Selected extract
## begin
- Directed by: P. Vasu
- Written by: P. Vasu
- Screenplay by: P. Vasu
- Produced by: Vijaya Shankar Bhat
- Starring: Vishnuvardhan Ambika
- Cinematography: M. C. Shekar
- Edited by: P. Venkateshwara Rao
- Music by: Vijay Anand
- Production companies: Devi & Devi Films
- Release date: 10 August 1987;
- Country: India
- Language: Kannada

= Jeevana Jyothi (1987 film) =

Jeevana Jyothi is a 1987 Indian Kannada-language drama film, directed by P. Vasu and produced by Vijaya Shankar Bhat. The film stars Vishnuvardhan and Ambika in the lead roles. Srinivasa Murthy, Sridhar and Nalini appear in supporting roles. The film has musical score by Vijay Anand. The film was dubbed into Malayalam, with the title Samarppanam.

== Plot ==
Ravi and Radha are co-passengers in a bus. Ravi fights off Radha's molester and wins her trust. He helps find her brother's house in the city they have travelled to. However, her brother Venkatesh Murthy has vacated the house two months prior, leaving Radha nowhere to go. Ravi takes her to his residence where he is residing as a paying guest. He is very close towards the family, consisting of a couple and their son, living there, and has brotherly affection towards the lady of the house. Ravi and Radha fall in love with each other as time passes.
## end
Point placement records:
## begin
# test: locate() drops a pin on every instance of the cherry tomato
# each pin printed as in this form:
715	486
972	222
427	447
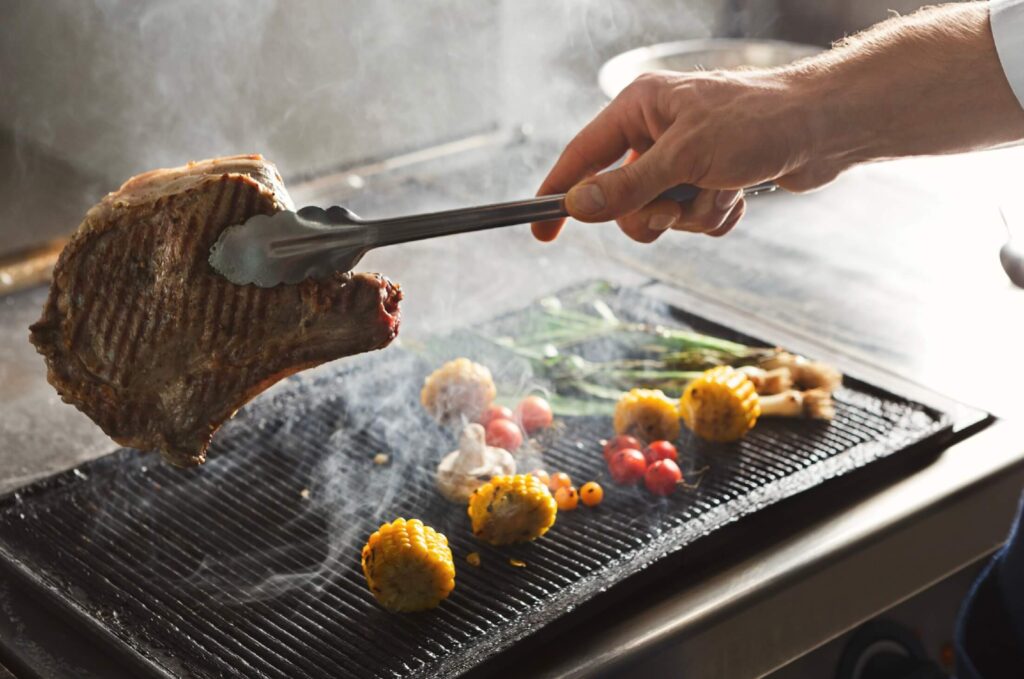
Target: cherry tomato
496	412
663	476
566	499
543	475
534	414
592	494
627	466
660	450
504	433
619	442
559	479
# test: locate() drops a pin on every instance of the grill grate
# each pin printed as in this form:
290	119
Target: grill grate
249	565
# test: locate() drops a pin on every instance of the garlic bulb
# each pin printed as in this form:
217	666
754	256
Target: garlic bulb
465	469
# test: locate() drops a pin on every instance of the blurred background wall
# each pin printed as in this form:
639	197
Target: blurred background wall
97	90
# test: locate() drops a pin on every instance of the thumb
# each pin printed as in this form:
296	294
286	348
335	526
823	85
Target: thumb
623	191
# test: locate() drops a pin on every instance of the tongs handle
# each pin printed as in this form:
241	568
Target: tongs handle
417	227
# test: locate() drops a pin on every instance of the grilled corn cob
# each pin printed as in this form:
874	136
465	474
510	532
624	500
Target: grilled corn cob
646	414
510	509
408	565
721	405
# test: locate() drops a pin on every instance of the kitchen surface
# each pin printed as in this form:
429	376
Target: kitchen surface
892	273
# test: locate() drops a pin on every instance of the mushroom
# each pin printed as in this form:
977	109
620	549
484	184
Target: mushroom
465	469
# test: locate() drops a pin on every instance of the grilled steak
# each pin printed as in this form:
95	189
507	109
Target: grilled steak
140	334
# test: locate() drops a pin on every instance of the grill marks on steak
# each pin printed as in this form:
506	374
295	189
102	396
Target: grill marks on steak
146	339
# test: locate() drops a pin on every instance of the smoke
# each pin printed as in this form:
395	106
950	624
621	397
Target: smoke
117	87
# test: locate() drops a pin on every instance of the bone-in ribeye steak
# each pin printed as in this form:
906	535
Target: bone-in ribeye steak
141	334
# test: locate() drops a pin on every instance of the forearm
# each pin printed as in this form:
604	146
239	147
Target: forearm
929	83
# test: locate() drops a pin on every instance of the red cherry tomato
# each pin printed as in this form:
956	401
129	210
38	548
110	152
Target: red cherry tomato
619	442
496	412
627	466
534	414
663	476
660	450
504	433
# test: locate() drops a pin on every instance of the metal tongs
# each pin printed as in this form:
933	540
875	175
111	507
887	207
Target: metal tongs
290	247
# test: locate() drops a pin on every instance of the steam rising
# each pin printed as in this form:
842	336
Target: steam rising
117	87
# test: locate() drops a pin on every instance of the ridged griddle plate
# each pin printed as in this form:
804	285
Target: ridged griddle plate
250	564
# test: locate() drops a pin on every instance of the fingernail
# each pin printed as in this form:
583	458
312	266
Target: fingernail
726	199
660	222
587	199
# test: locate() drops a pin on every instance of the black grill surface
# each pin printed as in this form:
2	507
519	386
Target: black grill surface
250	564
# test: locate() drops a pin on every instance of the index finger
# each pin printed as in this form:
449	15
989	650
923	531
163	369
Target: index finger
596	146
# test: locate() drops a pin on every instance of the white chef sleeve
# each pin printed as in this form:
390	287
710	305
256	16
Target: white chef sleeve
1007	17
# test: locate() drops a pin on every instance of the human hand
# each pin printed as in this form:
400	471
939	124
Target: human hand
721	131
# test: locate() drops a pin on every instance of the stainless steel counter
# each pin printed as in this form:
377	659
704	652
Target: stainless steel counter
888	266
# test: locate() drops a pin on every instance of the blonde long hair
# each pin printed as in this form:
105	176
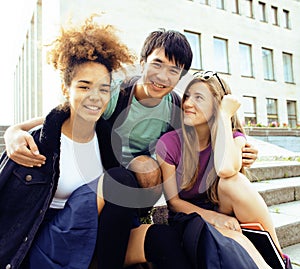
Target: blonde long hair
190	154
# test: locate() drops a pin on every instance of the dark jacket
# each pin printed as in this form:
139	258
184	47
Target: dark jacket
26	193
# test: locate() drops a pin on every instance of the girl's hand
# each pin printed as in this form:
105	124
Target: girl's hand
223	221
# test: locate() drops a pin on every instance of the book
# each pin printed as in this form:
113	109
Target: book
265	245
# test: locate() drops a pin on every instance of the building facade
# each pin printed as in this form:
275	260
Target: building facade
253	44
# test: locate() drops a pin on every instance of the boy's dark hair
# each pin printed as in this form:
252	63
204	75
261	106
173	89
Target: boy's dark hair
175	44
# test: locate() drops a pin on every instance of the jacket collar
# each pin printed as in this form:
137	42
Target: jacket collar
51	130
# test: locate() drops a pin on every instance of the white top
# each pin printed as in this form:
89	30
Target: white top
80	163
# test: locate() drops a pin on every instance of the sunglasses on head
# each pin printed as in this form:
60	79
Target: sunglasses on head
206	75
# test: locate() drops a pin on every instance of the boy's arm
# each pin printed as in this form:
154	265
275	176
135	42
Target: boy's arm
20	145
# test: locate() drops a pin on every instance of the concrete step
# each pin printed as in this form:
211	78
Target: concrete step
286	218
277	191
294	253
283	199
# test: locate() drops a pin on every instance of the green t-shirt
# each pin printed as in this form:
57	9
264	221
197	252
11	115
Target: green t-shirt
142	127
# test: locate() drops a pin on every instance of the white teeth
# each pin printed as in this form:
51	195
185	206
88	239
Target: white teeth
93	107
158	85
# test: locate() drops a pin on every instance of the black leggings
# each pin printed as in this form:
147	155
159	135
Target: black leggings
115	222
163	248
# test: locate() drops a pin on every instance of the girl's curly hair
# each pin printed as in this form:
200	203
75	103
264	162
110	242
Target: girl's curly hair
89	42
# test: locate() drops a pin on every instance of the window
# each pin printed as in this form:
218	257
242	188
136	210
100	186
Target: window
220	55
274	15
286	18
272	109
249	8
220	4
292	113
267	55
236	7
262	11
194	40
249	104
288	67
246	60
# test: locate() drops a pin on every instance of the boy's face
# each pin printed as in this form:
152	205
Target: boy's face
160	75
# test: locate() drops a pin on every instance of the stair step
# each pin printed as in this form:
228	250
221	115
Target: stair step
286	218
294	253
279	190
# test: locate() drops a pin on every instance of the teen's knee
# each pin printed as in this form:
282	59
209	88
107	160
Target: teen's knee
## end
Set exercise 1
According to the Jeevana Jyothi article, what title did the film carry when it was dubbed into Malayalam?
Set exercise 2
Carry on the Jeevana Jyothi article from its last sentence by adding to the plot summary.

Expected output 1
Samarppanam.

Expected output 2
Ravi, however, is unemployed and is constantly looking for a job. He is hired as driver of a commercial vehicle, but is fired on the first day after he expels the customers for illegally carrying marijuana in the vehicle's trunk. A turn of events lead him to being hired by Murthy, who is a wealthy businessman. Murthy employs Ravi to run a truck for him on rental basis. Ravi comes good at this job, expand the business, and founds a company that rents out more trucks, and appoints his friend Arun as the manager.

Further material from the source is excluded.